*Stated task*.
Quote each line of the material verbatim, without the pictures.

(Entries from an annotation dataset)
—————
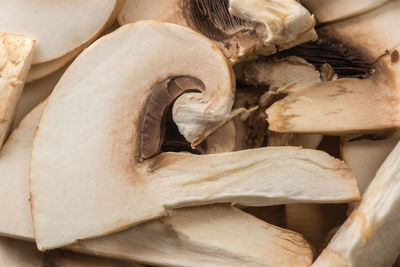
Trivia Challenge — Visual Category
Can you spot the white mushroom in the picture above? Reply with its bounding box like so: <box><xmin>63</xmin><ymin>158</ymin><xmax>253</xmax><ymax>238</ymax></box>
<box><xmin>341</xmin><ymin>136</ymin><xmax>399</xmax><ymax>196</ymax></box>
<box><xmin>118</xmin><ymin>0</ymin><xmax>317</xmax><ymax>63</ymax></box>
<box><xmin>267</xmin><ymin>0</ymin><xmax>400</xmax><ymax>135</ymax></box>
<box><xmin>0</xmin><ymin>0</ymin><xmax>123</xmax><ymax>64</ymax></box>
<box><xmin>0</xmin><ymin>103</ymin><xmax>312</xmax><ymax>266</ymax></box>
<box><xmin>30</xmin><ymin>21</ymin><xmax>359</xmax><ymax>249</ymax></box>
<box><xmin>0</xmin><ymin>33</ymin><xmax>35</xmax><ymax>148</ymax></box>
<box><xmin>0</xmin><ymin>237</ymin><xmax>144</xmax><ymax>267</ymax></box>
<box><xmin>313</xmin><ymin>140</ymin><xmax>400</xmax><ymax>267</ymax></box>
<box><xmin>301</xmin><ymin>0</ymin><xmax>389</xmax><ymax>23</ymax></box>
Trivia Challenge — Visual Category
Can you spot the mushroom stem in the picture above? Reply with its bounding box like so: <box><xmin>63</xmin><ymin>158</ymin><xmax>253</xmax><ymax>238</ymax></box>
<box><xmin>148</xmin><ymin>147</ymin><xmax>359</xmax><ymax>209</ymax></box>
<box><xmin>313</xmin><ymin>141</ymin><xmax>400</xmax><ymax>267</ymax></box>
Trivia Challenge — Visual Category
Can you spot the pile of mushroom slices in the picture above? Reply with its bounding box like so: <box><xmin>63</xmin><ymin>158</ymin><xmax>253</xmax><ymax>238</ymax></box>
<box><xmin>0</xmin><ymin>0</ymin><xmax>400</xmax><ymax>267</ymax></box>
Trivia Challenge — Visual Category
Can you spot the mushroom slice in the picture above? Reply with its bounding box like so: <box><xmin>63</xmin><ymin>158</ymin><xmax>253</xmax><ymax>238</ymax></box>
<box><xmin>118</xmin><ymin>0</ymin><xmax>317</xmax><ymax>63</ymax></box>
<box><xmin>0</xmin><ymin>237</ymin><xmax>144</xmax><ymax>267</ymax></box>
<box><xmin>30</xmin><ymin>21</ymin><xmax>359</xmax><ymax>249</ymax></box>
<box><xmin>341</xmin><ymin>136</ymin><xmax>399</xmax><ymax>193</ymax></box>
<box><xmin>313</xmin><ymin>140</ymin><xmax>400</xmax><ymax>267</ymax></box>
<box><xmin>0</xmin><ymin>103</ymin><xmax>312</xmax><ymax>266</ymax></box>
<box><xmin>0</xmin><ymin>33</ymin><xmax>35</xmax><ymax>148</ymax></box>
<box><xmin>301</xmin><ymin>0</ymin><xmax>389</xmax><ymax>23</ymax></box>
<box><xmin>267</xmin><ymin>1</ymin><xmax>400</xmax><ymax>135</ymax></box>
<box><xmin>0</xmin><ymin>0</ymin><xmax>123</xmax><ymax>64</ymax></box>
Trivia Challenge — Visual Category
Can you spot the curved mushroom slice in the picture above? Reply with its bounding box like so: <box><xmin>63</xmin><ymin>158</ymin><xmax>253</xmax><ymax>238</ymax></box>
<box><xmin>0</xmin><ymin>0</ymin><xmax>123</xmax><ymax>64</ymax></box>
<box><xmin>313</xmin><ymin>140</ymin><xmax>400</xmax><ymax>267</ymax></box>
<box><xmin>118</xmin><ymin>0</ymin><xmax>317</xmax><ymax>63</ymax></box>
<box><xmin>267</xmin><ymin>1</ymin><xmax>400</xmax><ymax>135</ymax></box>
<box><xmin>0</xmin><ymin>103</ymin><xmax>312</xmax><ymax>266</ymax></box>
<box><xmin>0</xmin><ymin>33</ymin><xmax>35</xmax><ymax>148</ymax></box>
<box><xmin>0</xmin><ymin>237</ymin><xmax>144</xmax><ymax>267</ymax></box>
<box><xmin>26</xmin><ymin>48</ymin><xmax>79</xmax><ymax>83</ymax></box>
<box><xmin>341</xmin><ymin>137</ymin><xmax>399</xmax><ymax>193</ymax></box>
<box><xmin>301</xmin><ymin>0</ymin><xmax>389</xmax><ymax>23</ymax></box>
<box><xmin>12</xmin><ymin>67</ymin><xmax>67</xmax><ymax>128</ymax></box>
<box><xmin>30</xmin><ymin>21</ymin><xmax>359</xmax><ymax>249</ymax></box>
—————
*Worked solution*.
Trivia Challenge — Visual Category
Can you spot the white mushroom in the picture above? Reply with its bounding box like so: <box><xmin>63</xmin><ymin>158</ymin><xmax>253</xmax><ymax>238</ymax></box>
<box><xmin>341</xmin><ymin>136</ymin><xmax>399</xmax><ymax>196</ymax></box>
<box><xmin>118</xmin><ymin>0</ymin><xmax>317</xmax><ymax>63</ymax></box>
<box><xmin>267</xmin><ymin>0</ymin><xmax>400</xmax><ymax>135</ymax></box>
<box><xmin>0</xmin><ymin>0</ymin><xmax>123</xmax><ymax>64</ymax></box>
<box><xmin>0</xmin><ymin>103</ymin><xmax>312</xmax><ymax>266</ymax></box>
<box><xmin>30</xmin><ymin>21</ymin><xmax>359</xmax><ymax>249</ymax></box>
<box><xmin>0</xmin><ymin>33</ymin><xmax>35</xmax><ymax>148</ymax></box>
<box><xmin>0</xmin><ymin>237</ymin><xmax>144</xmax><ymax>267</ymax></box>
<box><xmin>313</xmin><ymin>140</ymin><xmax>400</xmax><ymax>267</ymax></box>
<box><xmin>301</xmin><ymin>0</ymin><xmax>389</xmax><ymax>23</ymax></box>
Trivia Challenge — Visual Category
Can you spot the mushroom stem in the picture above? Reply with its bounding box like so: <box><xmin>63</xmin><ymin>158</ymin><xmax>253</xmax><ymax>238</ymax></box>
<box><xmin>148</xmin><ymin>147</ymin><xmax>359</xmax><ymax>209</ymax></box>
<box><xmin>313</xmin><ymin>141</ymin><xmax>400</xmax><ymax>267</ymax></box>
Trivia Challenge — Visual Category
Can you spot the pile of mushroom slices in the picture above? Reply with its bounding box like so: <box><xmin>63</xmin><ymin>158</ymin><xmax>253</xmax><ymax>238</ymax></box>
<box><xmin>0</xmin><ymin>0</ymin><xmax>400</xmax><ymax>267</ymax></box>
Trivia Challenge — Visual Category
Can you spot the mushroom slice in the picture above? Reply with its bounding box like so: <box><xmin>63</xmin><ymin>158</ymin><xmax>253</xmax><ymax>238</ymax></box>
<box><xmin>118</xmin><ymin>0</ymin><xmax>317</xmax><ymax>63</ymax></box>
<box><xmin>0</xmin><ymin>237</ymin><xmax>144</xmax><ymax>267</ymax></box>
<box><xmin>30</xmin><ymin>21</ymin><xmax>359</xmax><ymax>249</ymax></box>
<box><xmin>341</xmin><ymin>136</ymin><xmax>399</xmax><ymax>193</ymax></box>
<box><xmin>313</xmin><ymin>140</ymin><xmax>400</xmax><ymax>267</ymax></box>
<box><xmin>0</xmin><ymin>103</ymin><xmax>312</xmax><ymax>266</ymax></box>
<box><xmin>0</xmin><ymin>33</ymin><xmax>35</xmax><ymax>148</ymax></box>
<box><xmin>301</xmin><ymin>0</ymin><xmax>389</xmax><ymax>23</ymax></box>
<box><xmin>267</xmin><ymin>1</ymin><xmax>400</xmax><ymax>135</ymax></box>
<box><xmin>0</xmin><ymin>0</ymin><xmax>123</xmax><ymax>64</ymax></box>
Trivia Challenge — Visual Category
Can you spot the curved mushroom slice in the picture above? Reply with its bounding box like so: <box><xmin>63</xmin><ymin>158</ymin><xmax>253</xmax><ymax>238</ymax></box>
<box><xmin>0</xmin><ymin>0</ymin><xmax>123</xmax><ymax>64</ymax></box>
<box><xmin>313</xmin><ymin>140</ymin><xmax>400</xmax><ymax>267</ymax></box>
<box><xmin>118</xmin><ymin>0</ymin><xmax>317</xmax><ymax>63</ymax></box>
<box><xmin>267</xmin><ymin>1</ymin><xmax>400</xmax><ymax>135</ymax></box>
<box><xmin>0</xmin><ymin>103</ymin><xmax>312</xmax><ymax>266</ymax></box>
<box><xmin>0</xmin><ymin>33</ymin><xmax>35</xmax><ymax>148</ymax></box>
<box><xmin>0</xmin><ymin>237</ymin><xmax>144</xmax><ymax>267</ymax></box>
<box><xmin>26</xmin><ymin>48</ymin><xmax>79</xmax><ymax>83</ymax></box>
<box><xmin>341</xmin><ymin>137</ymin><xmax>399</xmax><ymax>193</ymax></box>
<box><xmin>301</xmin><ymin>0</ymin><xmax>389</xmax><ymax>23</ymax></box>
<box><xmin>12</xmin><ymin>67</ymin><xmax>67</xmax><ymax>128</ymax></box>
<box><xmin>30</xmin><ymin>21</ymin><xmax>359</xmax><ymax>249</ymax></box>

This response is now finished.